## [Given data]
--------------------

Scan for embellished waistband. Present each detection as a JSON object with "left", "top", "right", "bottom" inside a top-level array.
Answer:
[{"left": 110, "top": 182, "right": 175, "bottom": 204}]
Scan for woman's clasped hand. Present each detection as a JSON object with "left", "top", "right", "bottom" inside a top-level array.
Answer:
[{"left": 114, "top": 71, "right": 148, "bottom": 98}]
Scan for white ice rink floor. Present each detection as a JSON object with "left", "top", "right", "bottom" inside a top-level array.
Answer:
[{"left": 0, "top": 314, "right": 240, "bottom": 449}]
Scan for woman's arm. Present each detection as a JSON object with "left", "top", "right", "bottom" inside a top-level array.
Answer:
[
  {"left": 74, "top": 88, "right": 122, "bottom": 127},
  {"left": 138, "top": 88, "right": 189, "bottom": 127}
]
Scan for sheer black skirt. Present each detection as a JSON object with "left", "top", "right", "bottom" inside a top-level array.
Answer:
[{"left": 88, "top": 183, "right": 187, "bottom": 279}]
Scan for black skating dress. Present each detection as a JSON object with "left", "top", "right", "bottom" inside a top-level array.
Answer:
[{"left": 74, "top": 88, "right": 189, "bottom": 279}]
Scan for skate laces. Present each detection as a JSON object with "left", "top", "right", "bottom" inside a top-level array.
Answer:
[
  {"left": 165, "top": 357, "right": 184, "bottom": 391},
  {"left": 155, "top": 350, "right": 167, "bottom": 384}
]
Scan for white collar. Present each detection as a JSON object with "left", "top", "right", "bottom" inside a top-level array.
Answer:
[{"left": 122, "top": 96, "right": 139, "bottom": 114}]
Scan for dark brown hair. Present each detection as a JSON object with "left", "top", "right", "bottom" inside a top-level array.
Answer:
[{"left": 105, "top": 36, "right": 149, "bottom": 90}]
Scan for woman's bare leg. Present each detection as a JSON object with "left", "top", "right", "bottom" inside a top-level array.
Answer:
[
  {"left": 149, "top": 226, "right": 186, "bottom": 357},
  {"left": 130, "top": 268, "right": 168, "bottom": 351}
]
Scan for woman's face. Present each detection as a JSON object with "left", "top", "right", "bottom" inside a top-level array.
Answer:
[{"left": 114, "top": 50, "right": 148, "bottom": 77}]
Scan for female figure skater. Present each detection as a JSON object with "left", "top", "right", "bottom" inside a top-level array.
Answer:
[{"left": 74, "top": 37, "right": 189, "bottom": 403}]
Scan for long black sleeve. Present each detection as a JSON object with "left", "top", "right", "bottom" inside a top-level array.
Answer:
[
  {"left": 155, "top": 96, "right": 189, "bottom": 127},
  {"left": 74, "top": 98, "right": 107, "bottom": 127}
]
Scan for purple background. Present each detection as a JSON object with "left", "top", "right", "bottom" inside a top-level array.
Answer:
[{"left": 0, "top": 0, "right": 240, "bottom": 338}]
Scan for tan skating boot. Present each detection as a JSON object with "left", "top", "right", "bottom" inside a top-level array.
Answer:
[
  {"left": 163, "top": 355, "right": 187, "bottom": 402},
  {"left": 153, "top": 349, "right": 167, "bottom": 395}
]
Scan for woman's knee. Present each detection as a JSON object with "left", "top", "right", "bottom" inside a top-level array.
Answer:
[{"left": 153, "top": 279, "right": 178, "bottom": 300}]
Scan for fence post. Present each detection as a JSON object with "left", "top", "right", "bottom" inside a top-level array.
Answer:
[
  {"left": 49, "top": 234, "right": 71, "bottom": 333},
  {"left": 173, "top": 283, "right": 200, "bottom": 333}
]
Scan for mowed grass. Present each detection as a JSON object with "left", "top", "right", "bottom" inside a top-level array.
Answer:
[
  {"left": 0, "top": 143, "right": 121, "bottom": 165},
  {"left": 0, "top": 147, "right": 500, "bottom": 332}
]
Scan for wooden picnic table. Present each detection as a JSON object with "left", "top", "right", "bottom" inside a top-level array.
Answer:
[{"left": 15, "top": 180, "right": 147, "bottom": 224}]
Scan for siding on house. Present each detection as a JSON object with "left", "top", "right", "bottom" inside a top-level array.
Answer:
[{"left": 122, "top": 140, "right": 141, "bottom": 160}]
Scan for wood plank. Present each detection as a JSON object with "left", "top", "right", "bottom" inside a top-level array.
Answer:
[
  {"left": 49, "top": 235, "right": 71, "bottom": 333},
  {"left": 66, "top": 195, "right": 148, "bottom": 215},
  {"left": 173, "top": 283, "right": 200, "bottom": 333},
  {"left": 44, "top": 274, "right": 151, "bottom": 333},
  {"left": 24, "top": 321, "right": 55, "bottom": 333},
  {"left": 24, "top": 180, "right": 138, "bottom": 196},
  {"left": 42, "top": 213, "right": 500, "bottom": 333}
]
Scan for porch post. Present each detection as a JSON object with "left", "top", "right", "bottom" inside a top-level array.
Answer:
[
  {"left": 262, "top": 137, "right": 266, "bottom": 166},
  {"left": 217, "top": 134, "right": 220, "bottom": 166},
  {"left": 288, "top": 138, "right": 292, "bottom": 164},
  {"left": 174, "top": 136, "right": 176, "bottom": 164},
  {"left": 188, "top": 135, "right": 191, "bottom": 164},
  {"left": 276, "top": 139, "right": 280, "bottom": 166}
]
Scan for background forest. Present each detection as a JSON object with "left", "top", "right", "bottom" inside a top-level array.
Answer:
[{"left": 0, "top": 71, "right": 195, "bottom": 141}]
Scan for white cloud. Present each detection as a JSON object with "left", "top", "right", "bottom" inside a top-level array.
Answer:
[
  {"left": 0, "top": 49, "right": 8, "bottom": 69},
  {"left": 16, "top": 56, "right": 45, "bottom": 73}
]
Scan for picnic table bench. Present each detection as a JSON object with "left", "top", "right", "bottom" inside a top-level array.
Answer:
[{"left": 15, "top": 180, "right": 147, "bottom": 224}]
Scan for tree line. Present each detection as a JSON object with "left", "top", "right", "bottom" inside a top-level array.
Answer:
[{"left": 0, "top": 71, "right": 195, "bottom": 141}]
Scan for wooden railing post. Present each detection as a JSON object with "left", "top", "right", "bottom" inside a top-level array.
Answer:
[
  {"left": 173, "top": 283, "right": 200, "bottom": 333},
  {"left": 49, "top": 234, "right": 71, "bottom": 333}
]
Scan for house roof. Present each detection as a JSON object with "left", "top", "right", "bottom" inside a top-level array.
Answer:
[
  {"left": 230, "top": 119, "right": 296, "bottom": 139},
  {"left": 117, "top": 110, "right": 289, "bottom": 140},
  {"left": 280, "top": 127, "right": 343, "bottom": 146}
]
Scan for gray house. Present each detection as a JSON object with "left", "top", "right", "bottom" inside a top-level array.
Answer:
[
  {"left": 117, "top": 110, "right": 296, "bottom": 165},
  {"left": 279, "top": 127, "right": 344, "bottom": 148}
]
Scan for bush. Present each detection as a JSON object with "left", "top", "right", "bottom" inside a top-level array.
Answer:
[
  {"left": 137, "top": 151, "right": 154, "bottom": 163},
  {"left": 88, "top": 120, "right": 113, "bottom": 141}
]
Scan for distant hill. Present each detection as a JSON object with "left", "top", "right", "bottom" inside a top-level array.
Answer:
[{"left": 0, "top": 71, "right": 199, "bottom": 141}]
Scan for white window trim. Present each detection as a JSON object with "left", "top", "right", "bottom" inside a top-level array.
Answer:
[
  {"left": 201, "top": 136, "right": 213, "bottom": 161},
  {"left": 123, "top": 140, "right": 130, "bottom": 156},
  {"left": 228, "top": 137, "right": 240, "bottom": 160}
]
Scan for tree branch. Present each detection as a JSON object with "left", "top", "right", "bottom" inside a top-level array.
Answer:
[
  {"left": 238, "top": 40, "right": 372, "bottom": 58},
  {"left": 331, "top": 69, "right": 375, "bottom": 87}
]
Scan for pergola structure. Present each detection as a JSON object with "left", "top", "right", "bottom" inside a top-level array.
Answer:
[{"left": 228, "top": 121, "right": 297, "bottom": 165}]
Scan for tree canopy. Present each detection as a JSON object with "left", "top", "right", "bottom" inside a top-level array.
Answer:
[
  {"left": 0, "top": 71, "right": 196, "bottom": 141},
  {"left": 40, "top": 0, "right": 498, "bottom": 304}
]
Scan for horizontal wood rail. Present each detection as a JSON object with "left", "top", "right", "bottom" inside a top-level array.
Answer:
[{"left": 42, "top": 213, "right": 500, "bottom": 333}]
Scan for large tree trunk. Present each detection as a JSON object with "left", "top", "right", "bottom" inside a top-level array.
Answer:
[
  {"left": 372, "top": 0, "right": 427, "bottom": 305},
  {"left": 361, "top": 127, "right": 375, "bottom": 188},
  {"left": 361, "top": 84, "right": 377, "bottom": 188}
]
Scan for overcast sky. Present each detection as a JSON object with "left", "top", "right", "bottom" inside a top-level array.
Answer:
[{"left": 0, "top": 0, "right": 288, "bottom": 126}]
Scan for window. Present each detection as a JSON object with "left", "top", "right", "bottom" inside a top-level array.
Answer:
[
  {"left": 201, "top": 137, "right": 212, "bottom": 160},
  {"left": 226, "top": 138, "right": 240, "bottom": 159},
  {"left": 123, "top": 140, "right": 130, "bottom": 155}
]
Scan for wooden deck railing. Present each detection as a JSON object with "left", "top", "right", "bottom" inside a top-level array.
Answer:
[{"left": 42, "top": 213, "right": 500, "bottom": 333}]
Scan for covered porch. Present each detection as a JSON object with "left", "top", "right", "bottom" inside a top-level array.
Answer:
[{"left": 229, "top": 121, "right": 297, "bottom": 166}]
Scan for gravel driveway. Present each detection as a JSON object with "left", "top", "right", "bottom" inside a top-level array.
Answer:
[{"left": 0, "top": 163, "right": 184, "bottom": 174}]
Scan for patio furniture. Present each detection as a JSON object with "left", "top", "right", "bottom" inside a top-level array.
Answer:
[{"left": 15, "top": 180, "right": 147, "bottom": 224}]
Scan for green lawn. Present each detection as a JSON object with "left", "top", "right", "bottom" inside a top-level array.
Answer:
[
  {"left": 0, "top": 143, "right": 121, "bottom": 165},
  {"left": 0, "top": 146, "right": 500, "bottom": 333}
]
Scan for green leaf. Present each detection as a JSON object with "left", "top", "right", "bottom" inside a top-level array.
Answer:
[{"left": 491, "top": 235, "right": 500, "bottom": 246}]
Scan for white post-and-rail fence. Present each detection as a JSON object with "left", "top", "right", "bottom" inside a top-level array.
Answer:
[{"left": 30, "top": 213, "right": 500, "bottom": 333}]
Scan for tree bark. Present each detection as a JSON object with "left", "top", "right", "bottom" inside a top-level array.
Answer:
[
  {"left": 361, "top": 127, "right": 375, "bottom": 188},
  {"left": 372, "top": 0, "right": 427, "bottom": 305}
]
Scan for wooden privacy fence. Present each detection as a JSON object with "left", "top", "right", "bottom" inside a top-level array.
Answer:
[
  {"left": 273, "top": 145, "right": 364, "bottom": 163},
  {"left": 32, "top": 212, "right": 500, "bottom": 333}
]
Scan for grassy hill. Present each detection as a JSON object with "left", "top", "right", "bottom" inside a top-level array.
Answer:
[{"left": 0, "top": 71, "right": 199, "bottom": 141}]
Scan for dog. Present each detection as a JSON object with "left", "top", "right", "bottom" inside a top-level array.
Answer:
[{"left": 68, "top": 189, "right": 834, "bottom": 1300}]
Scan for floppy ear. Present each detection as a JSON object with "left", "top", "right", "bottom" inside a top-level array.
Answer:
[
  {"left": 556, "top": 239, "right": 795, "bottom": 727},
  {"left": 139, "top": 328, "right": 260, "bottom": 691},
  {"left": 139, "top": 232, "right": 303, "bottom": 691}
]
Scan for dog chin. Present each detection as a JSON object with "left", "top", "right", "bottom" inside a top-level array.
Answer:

--------------------

## [Task goal]
Repeat exactly the lines starting at the line with "Scan for dog." and ending with the final line of the entries. Include nothing else.

## [Solution for this problem]
Scan for dog. Present each detection as a JSON object with "left", "top", "right", "bottom" inside a top-level array.
Answer:
[{"left": 68, "top": 189, "right": 834, "bottom": 1300}]
Scan for floppy ear. Present each detection as a JSON object with "left", "top", "right", "bottom" inside a top-level array.
Answer:
[
  {"left": 556, "top": 239, "right": 795, "bottom": 727},
  {"left": 139, "top": 328, "right": 260, "bottom": 691},
  {"left": 139, "top": 232, "right": 303, "bottom": 691}
]
Scan for dog chin. Present each detection as a JSON object with "left", "top", "right", "bottom" inside a top-level array.
Answer:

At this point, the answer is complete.